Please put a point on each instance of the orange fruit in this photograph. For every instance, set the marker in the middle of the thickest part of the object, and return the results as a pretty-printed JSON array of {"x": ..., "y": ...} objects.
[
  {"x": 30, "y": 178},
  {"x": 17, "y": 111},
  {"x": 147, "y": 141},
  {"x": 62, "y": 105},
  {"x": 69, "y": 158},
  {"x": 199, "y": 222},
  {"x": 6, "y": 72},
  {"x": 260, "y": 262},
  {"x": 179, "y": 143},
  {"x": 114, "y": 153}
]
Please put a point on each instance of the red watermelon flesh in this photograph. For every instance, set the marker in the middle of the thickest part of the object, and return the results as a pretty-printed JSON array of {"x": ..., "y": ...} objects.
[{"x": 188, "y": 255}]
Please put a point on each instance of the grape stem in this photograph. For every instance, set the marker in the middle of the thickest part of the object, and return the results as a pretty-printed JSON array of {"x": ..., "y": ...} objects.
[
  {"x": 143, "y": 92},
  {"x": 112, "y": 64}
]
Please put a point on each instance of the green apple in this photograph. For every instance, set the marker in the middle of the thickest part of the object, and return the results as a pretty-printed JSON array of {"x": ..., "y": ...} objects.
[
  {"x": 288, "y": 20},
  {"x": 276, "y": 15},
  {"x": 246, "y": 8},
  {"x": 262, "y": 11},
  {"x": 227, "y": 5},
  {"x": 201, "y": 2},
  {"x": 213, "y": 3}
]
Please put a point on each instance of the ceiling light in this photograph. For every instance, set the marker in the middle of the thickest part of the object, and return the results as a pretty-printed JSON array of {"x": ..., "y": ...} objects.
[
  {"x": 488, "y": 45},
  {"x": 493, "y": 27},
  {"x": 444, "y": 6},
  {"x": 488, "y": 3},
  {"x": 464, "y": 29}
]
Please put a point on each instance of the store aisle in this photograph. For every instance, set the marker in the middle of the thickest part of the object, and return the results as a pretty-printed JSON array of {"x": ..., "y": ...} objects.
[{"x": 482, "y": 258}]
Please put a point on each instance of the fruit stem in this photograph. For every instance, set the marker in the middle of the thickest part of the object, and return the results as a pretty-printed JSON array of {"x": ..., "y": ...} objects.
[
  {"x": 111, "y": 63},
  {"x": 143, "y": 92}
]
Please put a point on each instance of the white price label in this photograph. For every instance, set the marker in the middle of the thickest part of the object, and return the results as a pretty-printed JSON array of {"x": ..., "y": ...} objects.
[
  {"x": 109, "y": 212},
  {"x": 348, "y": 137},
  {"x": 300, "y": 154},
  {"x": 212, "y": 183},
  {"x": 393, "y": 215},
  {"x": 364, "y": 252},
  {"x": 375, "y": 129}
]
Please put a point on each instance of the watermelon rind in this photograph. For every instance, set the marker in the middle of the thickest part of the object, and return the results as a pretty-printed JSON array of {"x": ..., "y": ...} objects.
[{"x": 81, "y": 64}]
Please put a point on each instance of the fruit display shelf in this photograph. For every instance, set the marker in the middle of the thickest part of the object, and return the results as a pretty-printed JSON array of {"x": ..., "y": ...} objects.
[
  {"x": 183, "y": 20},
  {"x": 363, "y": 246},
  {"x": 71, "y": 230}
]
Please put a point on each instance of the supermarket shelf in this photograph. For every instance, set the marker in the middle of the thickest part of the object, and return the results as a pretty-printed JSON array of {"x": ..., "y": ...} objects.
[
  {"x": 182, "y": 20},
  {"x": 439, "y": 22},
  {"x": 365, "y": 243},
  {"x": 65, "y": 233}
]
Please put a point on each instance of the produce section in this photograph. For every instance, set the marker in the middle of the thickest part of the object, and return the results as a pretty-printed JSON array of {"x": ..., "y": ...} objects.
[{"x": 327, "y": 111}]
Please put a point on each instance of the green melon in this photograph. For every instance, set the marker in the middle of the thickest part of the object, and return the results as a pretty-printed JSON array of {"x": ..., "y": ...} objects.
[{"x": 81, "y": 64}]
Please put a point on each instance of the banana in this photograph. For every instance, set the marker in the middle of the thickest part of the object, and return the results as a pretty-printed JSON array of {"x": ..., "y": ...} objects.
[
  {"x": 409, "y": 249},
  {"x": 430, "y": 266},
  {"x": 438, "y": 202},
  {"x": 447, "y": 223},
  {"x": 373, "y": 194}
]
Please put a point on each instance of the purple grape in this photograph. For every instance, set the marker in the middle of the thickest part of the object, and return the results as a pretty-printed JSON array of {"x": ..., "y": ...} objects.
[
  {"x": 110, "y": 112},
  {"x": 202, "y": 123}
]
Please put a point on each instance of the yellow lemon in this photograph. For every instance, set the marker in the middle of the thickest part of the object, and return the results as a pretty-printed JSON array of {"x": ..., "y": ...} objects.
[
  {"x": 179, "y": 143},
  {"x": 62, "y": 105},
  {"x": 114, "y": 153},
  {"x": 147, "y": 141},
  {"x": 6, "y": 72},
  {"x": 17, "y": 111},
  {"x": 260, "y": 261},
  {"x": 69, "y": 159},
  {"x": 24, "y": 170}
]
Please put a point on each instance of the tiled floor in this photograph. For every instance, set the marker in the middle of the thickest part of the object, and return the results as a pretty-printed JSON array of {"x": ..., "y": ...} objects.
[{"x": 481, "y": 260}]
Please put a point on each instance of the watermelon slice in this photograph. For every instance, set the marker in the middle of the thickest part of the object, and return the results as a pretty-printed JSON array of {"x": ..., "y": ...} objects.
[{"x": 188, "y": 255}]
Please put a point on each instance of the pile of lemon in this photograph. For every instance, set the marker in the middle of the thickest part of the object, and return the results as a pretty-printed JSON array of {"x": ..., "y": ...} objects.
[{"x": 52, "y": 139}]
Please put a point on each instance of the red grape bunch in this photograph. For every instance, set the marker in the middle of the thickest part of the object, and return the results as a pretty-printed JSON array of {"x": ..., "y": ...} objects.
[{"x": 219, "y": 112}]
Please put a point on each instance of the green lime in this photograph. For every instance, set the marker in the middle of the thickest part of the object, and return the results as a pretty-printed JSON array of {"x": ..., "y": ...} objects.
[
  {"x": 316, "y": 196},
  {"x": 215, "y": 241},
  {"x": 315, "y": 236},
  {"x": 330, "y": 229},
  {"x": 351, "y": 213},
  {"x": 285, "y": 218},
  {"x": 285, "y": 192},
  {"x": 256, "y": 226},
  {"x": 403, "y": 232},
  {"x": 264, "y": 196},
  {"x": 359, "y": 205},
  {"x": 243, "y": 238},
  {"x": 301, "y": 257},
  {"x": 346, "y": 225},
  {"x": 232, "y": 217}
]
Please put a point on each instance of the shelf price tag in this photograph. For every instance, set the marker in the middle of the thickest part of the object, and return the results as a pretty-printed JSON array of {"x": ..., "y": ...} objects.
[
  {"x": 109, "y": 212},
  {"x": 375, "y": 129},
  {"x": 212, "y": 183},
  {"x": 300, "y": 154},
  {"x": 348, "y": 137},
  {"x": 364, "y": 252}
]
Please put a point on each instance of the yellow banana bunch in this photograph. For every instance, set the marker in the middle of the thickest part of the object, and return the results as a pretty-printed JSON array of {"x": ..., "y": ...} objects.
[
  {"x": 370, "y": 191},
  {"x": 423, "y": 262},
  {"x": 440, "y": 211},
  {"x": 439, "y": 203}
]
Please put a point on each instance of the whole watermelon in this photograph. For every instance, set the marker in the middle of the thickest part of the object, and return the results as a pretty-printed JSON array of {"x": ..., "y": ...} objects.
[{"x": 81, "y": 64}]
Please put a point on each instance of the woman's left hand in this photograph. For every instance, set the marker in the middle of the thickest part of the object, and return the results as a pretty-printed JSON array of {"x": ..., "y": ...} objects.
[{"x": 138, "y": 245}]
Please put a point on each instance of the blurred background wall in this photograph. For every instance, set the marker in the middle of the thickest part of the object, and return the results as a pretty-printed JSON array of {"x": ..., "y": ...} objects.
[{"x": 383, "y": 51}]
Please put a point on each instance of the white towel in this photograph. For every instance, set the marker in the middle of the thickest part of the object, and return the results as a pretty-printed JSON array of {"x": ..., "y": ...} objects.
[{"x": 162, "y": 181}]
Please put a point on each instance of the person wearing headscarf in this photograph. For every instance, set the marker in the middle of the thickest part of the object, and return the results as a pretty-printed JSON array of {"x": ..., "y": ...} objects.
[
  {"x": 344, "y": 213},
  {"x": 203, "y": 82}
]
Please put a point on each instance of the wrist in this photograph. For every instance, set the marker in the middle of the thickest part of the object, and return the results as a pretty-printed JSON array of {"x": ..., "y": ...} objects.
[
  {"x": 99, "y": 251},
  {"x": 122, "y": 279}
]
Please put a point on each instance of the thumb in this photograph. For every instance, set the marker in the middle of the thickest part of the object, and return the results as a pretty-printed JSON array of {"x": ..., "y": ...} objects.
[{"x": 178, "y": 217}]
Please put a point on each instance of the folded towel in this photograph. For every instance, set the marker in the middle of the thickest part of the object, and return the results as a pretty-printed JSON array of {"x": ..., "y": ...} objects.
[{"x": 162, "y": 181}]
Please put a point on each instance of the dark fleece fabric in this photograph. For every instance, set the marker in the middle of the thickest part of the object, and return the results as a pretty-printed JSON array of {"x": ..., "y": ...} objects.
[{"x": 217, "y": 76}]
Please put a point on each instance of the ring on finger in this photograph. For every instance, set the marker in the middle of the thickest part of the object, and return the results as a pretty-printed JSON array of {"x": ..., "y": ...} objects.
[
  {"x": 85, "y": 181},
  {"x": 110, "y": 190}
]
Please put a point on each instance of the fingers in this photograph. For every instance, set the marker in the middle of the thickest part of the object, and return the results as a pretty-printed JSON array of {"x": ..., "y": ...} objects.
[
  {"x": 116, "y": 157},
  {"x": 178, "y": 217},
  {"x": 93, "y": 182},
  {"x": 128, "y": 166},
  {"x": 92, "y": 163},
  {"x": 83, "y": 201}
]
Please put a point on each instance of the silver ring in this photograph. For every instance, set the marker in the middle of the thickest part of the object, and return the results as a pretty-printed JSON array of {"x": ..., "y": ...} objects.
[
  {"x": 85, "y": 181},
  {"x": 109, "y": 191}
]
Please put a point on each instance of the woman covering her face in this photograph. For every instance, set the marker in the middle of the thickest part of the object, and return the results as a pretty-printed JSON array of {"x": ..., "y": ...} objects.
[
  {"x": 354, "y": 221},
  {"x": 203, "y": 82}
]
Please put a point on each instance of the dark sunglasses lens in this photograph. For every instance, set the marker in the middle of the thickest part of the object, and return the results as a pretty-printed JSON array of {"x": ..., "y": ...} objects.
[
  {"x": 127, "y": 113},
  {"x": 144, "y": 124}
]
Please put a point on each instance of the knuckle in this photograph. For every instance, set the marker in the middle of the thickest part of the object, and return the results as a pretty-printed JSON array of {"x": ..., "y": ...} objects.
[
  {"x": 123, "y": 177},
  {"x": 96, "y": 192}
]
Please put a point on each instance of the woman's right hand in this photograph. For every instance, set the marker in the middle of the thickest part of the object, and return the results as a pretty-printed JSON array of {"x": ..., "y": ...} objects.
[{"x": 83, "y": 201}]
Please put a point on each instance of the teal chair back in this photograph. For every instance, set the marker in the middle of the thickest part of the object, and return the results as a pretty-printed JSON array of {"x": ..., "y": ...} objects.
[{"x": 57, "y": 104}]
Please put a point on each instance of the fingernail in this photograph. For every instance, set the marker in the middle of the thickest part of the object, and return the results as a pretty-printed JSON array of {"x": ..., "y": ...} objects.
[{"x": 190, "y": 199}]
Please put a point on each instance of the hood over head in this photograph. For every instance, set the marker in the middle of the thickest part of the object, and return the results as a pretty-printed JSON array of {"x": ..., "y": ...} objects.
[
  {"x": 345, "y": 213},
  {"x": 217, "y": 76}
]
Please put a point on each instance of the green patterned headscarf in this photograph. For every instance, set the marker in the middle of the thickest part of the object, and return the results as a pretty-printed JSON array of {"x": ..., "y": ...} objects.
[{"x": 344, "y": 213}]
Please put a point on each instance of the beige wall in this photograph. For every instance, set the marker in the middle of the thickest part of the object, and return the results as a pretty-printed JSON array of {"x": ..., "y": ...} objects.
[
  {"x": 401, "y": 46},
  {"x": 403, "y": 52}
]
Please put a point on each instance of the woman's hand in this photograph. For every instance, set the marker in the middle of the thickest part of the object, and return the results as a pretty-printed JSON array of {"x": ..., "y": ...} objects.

**EXERCISE**
In the records above, copy exactly the lines from the one that contains "Please put a point on each instance of the hood" through the last, and nothing else.

**EXERCISE ANSWER**
Please put a point on each instance of the hood over head in this photograph. For every instance, set the marker in the middle of the thickest part of the object, and return the results as a pretty-printed JSON array of {"x": ..., "y": ...} objects.
[
  {"x": 345, "y": 213},
  {"x": 217, "y": 76}
]
Please put a point on each instance of the green patterned headscarf in this photograph. For every instance, set the marker in the middle of the thickest part of the object, and return the results as a pretty-printed JSON array of {"x": ..., "y": ...} objects.
[{"x": 344, "y": 213}]
Please put a point on each instance of the beige wall in this photograph. For every instance, set the marker in the middle of the thickest part of the object, and return the results as a pretty-printed JSON array of {"x": ..., "y": ...} objects.
[
  {"x": 401, "y": 46},
  {"x": 403, "y": 52}
]
Please put a point on each instance of the woman's hand in this photograph. For every instance, set the marker in the middle of the thickest part of the object, and return the results as a pretty-printed JSON array of {"x": ..., "y": ...} objects.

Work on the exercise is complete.